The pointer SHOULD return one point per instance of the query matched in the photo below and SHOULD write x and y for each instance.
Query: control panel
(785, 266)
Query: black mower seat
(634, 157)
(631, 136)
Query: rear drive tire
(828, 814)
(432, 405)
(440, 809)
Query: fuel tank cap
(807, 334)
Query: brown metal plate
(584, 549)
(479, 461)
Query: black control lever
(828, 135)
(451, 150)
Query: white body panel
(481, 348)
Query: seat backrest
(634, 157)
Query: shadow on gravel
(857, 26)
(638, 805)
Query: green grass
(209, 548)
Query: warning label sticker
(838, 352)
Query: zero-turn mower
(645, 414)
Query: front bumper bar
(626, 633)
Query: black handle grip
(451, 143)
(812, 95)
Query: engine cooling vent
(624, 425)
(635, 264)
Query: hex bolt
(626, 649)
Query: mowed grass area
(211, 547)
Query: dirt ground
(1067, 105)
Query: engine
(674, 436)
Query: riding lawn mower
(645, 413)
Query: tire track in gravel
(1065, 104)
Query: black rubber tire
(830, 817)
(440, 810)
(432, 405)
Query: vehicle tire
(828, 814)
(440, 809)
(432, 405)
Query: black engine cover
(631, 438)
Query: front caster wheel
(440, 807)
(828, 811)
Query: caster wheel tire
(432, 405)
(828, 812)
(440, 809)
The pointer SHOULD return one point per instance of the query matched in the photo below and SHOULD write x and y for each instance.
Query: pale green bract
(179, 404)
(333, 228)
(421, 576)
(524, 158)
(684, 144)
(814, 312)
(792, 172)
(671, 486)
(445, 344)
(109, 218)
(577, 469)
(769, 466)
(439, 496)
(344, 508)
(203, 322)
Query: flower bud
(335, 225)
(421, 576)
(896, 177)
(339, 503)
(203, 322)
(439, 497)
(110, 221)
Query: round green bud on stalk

The problem:
Lines from the one holding "Query: brown metal plate" to the end of the listing above are the only ones to transcribe. Keep each exactly as written.

Output of the task:
Query: brown metal plate
(584, 549)
(479, 461)
Query: black control lever
(828, 135)
(451, 150)
Query: white body panel
(481, 348)
Query: seat backrest
(634, 157)
Query: shadow on gravel
(857, 26)
(638, 805)
Query: green grass
(209, 548)
Query: warning label sticker
(838, 352)
Query: zero-turn mower
(645, 414)
Query: front bumper bar
(626, 633)
Query: black handle grip
(451, 143)
(812, 95)
Query: engine cooling vent
(624, 425)
(635, 264)
Query: hex bolt
(626, 649)
Query: mowed grass area
(211, 547)
Query: dirt ground
(1067, 105)
Query: engine
(674, 436)
Query: riding lawn mower
(645, 413)
Query: tire track in gravel
(1065, 104)
Query: black rubber tire
(830, 817)
(440, 810)
(432, 405)
Query: vehicle tire
(828, 814)
(440, 809)
(432, 405)
Query: black engine cover
(631, 438)
Query: front caster wheel
(440, 807)
(828, 811)
Query: caster wheel tire
(432, 405)
(828, 812)
(440, 809)
The pointer SHOULD return one point per instance of the query matched in the photo below and SHOULD write x and y for each instance.
Query: pale green bract
(179, 404)
(333, 228)
(421, 576)
(524, 158)
(684, 144)
(814, 312)
(792, 172)
(671, 486)
(445, 344)
(109, 218)
(577, 469)
(769, 466)
(439, 496)
(344, 508)
(203, 322)
Query: flower bud
(335, 225)
(421, 576)
(896, 177)
(339, 503)
(203, 322)
(439, 497)
(110, 221)
Query: round green bud on stalk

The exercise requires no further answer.